▶ [Exercise details]:
Rewrite the lines below with every "photograph" switched to "image" and nothing else altered. Omit the pictures from your answer.
--
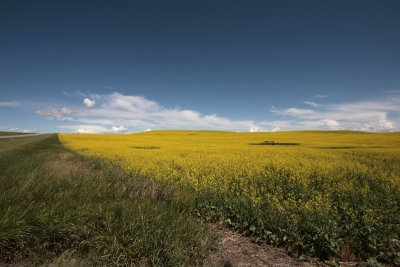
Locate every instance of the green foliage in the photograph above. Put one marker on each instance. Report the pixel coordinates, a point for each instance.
(54, 202)
(334, 195)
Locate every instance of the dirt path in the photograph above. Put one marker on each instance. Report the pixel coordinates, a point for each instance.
(235, 250)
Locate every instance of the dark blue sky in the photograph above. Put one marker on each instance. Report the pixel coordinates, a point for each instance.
(235, 59)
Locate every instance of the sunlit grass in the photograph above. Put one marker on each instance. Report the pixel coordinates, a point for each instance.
(56, 206)
(333, 194)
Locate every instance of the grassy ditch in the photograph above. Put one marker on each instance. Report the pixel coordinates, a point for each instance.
(58, 206)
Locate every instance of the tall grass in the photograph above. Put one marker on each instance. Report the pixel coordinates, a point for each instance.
(55, 203)
(332, 195)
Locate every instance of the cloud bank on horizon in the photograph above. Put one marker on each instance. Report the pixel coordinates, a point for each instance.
(119, 113)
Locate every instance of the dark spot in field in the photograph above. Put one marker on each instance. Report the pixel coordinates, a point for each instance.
(338, 147)
(349, 147)
(273, 143)
(145, 147)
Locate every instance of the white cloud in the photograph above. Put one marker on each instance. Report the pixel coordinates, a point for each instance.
(57, 114)
(138, 112)
(89, 103)
(119, 129)
(85, 128)
(361, 115)
(126, 113)
(294, 111)
(10, 104)
(312, 104)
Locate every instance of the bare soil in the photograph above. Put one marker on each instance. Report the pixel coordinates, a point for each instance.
(235, 250)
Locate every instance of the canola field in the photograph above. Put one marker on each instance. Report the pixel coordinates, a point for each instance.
(331, 195)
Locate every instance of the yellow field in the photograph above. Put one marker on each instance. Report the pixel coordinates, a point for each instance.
(318, 193)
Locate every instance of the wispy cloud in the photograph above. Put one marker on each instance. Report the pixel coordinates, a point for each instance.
(10, 104)
(323, 95)
(362, 115)
(121, 113)
(310, 103)
(117, 112)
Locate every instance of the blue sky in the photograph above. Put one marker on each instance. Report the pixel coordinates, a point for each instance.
(225, 65)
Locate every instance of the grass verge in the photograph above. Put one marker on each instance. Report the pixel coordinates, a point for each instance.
(54, 202)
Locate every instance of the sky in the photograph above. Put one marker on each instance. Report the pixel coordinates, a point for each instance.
(129, 66)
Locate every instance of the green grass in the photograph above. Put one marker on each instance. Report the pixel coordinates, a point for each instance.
(55, 203)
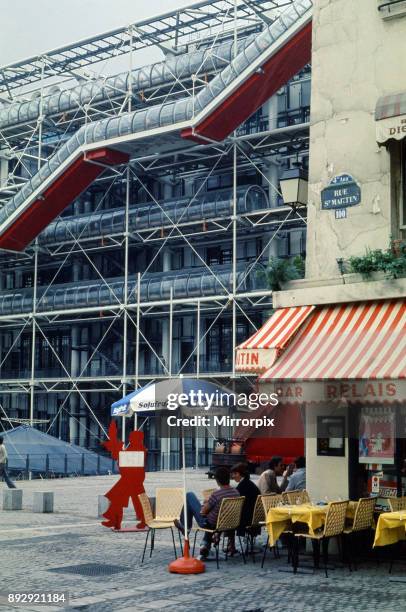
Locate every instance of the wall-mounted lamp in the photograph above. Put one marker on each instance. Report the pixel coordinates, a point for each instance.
(294, 187)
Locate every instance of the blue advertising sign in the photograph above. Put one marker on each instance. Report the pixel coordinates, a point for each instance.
(342, 192)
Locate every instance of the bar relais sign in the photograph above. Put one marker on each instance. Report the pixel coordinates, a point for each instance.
(361, 391)
(342, 192)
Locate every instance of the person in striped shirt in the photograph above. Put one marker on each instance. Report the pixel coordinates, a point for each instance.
(206, 515)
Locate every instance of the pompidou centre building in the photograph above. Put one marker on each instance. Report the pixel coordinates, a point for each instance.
(141, 204)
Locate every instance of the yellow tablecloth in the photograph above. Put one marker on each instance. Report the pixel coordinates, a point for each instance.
(391, 528)
(282, 517)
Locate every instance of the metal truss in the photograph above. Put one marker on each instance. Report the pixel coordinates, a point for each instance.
(125, 319)
(169, 32)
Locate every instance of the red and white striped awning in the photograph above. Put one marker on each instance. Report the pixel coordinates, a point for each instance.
(261, 351)
(349, 341)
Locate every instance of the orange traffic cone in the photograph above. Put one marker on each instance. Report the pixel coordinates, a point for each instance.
(186, 564)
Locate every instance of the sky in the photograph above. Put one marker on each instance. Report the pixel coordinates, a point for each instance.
(31, 27)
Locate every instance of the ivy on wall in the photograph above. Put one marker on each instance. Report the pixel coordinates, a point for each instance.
(392, 261)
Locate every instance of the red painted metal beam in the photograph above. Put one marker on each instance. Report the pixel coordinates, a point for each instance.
(256, 90)
(68, 186)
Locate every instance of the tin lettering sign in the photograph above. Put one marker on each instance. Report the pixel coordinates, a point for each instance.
(342, 192)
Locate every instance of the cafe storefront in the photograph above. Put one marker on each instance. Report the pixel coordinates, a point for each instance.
(344, 366)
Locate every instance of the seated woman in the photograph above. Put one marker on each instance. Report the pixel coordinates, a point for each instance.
(206, 515)
(245, 487)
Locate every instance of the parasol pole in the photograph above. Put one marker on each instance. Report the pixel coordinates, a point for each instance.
(186, 564)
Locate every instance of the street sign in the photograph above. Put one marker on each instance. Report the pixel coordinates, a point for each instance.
(343, 191)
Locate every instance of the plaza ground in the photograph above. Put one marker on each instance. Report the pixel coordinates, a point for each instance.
(70, 551)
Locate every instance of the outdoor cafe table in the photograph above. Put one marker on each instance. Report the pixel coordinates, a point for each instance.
(314, 516)
(391, 528)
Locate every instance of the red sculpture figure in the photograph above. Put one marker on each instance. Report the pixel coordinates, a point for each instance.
(131, 463)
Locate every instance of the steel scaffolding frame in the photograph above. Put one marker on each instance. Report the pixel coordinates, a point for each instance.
(211, 20)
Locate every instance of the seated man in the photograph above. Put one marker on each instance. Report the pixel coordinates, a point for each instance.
(297, 481)
(268, 482)
(206, 515)
(246, 488)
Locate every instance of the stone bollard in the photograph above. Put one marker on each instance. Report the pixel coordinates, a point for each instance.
(12, 499)
(43, 501)
(102, 505)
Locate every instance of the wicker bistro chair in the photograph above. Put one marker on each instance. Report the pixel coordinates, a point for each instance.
(397, 503)
(207, 492)
(333, 528)
(269, 501)
(296, 497)
(362, 523)
(254, 529)
(169, 504)
(228, 520)
(154, 523)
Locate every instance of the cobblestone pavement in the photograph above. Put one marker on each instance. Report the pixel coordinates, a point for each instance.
(70, 551)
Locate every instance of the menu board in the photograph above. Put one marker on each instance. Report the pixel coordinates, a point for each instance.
(377, 435)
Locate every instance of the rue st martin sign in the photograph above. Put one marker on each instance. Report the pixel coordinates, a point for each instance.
--
▶ [Worked solution]:
Locate every instance of the green foliage in the image above. Put one marker on each instance. Report the pixel coordinates, a point for each instance.
(54, 202)
(334, 195)
Locate every instance of the dirt path in the image above. Put one marker on each instance. Report the pixel coordinates, a point for each instance.
(235, 250)
Locate every instance of the dark blue sky in the image above. Put one marker on each instance. Report the pixel coordinates, a point for each instance.
(235, 59)
Locate every instance of the sunlit grass in the image above. Put one marker on each instance. Report the pixel coordinates, a point for each instance.
(56, 206)
(333, 194)
Locate every instance of the grassy ditch in the image above. Put one marker on each instance. Report the pixel coordinates, a point for each instance.
(58, 206)
Locate every instance of the tall grass in the image above. Put one marker on each instance. Report the pixel coordinates, a point for each instance.
(55, 203)
(332, 195)
Locate every instance of the cloud bank on horizon in the image above. Put one marker on each instance. Report the pixel coordinates, a point for each instance.
(119, 113)
Locate every instance of the dark spot in field in the image above. Put one marker on each instance. Report the pixel coordinates, a point for each instance.
(338, 147)
(349, 147)
(273, 143)
(145, 147)
Locate every instance of the white cloud in the image above. Put one marker on each instance. Report the pixel coordinates, a point for each instance.
(57, 114)
(138, 112)
(89, 103)
(119, 129)
(85, 128)
(361, 115)
(126, 113)
(294, 111)
(10, 104)
(312, 104)
Locate every instance of the bare soil in the image above. Put one marker on each instance. Report the pixel coordinates, a point for each instance.
(235, 250)
Locate every instance of the canola field in the image above. Put one marker on each instance. Report the pixel coordinates, a point for each instance.
(331, 195)
Locate every instance of the yellow field in the image above. Put one marker on each instance. Report the pixel coordinates, a point for each instance.
(318, 193)
Locate every instance of the wispy cloud in the image above. Put one marker on each instance. Report the pixel coordinates, a point for each instance.
(10, 104)
(323, 95)
(362, 115)
(121, 113)
(310, 103)
(117, 112)
Locate every instance of the blue sky in the image above. Put one marker on each instance. Report the pixel coordinates, a point for each instance.
(225, 65)
Locate every instance of the grass verge in the image above. Put one marker on each instance. Report the pixel coordinates, a point for each instance.
(54, 202)
Locate every instance of the sky in the image above. Put one marker on each instance. Report the pixel coordinates, a point for each instance.
(129, 66)
Locate every instance of the green grass in the image above. Put one marker on each instance. Report the pixel coordinates, a point for each instance.
(55, 203)
Locate every instance of the wall-mounted lamp in the image above. Put one marker on each instance. Report the pixel coordinates, a point for each instance.
(294, 187)
Locate every instance of the blue advertising sign in the image above. Put one marker on each instance. Report the pixel coordinates, a point for each instance.
(342, 192)
Locate every instance of the bar relais sign in the image above. Put one marker on each instance. Report the pixel coordinates, a point for each instance.
(361, 391)
(342, 192)
Locate every instance of the person in striped shirt in the image above. Put one marker on each instance. Report the pixel coordinates, a point for each instance.
(206, 515)
Locate every instance of the pompidou centre building in the image above. Put one marker on each instance. Report the pixel coordinates, a point for each instance.
(141, 204)
Locate every instance of the yellow tablecloth in the image above. Put one marker on each instance. Report the pixel coordinates, a point for each instance.
(391, 528)
(282, 517)
Locate every instance of the metal truss in the image above. Put one marker on each instance. Report the pixel coordinates, a point for each instance.
(125, 319)
(169, 32)
Locate every instance of the red and white striped awning in the image above. Put one marker on each instance. Report the pixel coordinates, a point for each instance.
(261, 351)
(349, 341)
Locate every instance of the orange traffic cone in the image above. Put one marker on each instance. Report the pixel coordinates, a point for each instance.
(186, 564)
Locate every instance of the sky in the image above. Put one marker on each instance. Report the pixel coordinates, a point for each instance.
(31, 27)
Locate every instance of the ivy on wall in the image above. Put one marker on each instance. Report the pixel coordinates, a point for each instance.
(392, 261)
Locate every instance of the red painted metal beam in the image above. Put one marker on each instance. Report the pixel coordinates, a point for each instance.
(256, 90)
(68, 186)
Locate every instance of the tin lettering sign in the image above. Put one marker on each instance. Report the pixel coordinates, a point for each instance.
(342, 192)
Locate every instance of the cafe storefront in the image above. Put one marker on each instance. Report the pixel coordinates, a point for each instance.
(344, 366)
Locate every instance of the seated woman in the image above. Put one marker on each instance. Report the pixel coordinates, a point for each instance.
(206, 515)
(245, 487)
Locate every instance of the parasol pole in the image above. Put one marker on each instance. Report the pixel coordinates, a point for each instance.
(186, 564)
Locate every instance of the street sign in the image above. Put one marker on each instance. Report the pixel coordinates, a point for each instance.
(343, 191)
Locate every instance of the plaza ground in the image above. Put one marker on each instance. Report the pixel coordinates, a point for each instance.
(70, 551)
Locate every instance of the outdoor cafe table in the image above. Put one marker on each instance. Report the pixel coordinates, a point for each instance.
(314, 516)
(391, 528)
Locate every instance of the red sculpture figure in the image above. Put one marker on each instance. Report the pixel coordinates, a point for each instance.
(131, 463)
Locate every instance of the steel scaffolding frame in the image above. Put one marker on each instance. Report the pixel coordinates, a point for each instance.
(211, 20)
Locate every instance of the seated man in the image above. Put one marker on each instance. Report the pixel coordinates, a point for each instance.
(297, 481)
(268, 482)
(206, 515)
(246, 488)
Locate every instance of the stone bollard in the image above. Put one marker on each instance. Report the pixel coordinates, a point for each instance.
(12, 499)
(43, 501)
(102, 505)
Locate every instance of the wicker bistro chair in the image above. Put one marker on each instance. Report the pixel coordinates, a point for each instance.
(397, 503)
(207, 492)
(333, 528)
(269, 501)
(296, 497)
(362, 523)
(254, 529)
(169, 504)
(228, 520)
(154, 523)
Locate every instance of the cobblestone pavement in the image above. Put one marker on each instance. Report the pixel coordinates, a point for each instance.
(70, 551)
Locate every instance of the menu board in the image above. Put one marker on each instance. Report the pixel coordinates, a point for each instance.
(377, 435)
Locate every instance of the rue st martin sign in the image above. Put one marker on each instance. Report the pixel coordinates, a point for each instance.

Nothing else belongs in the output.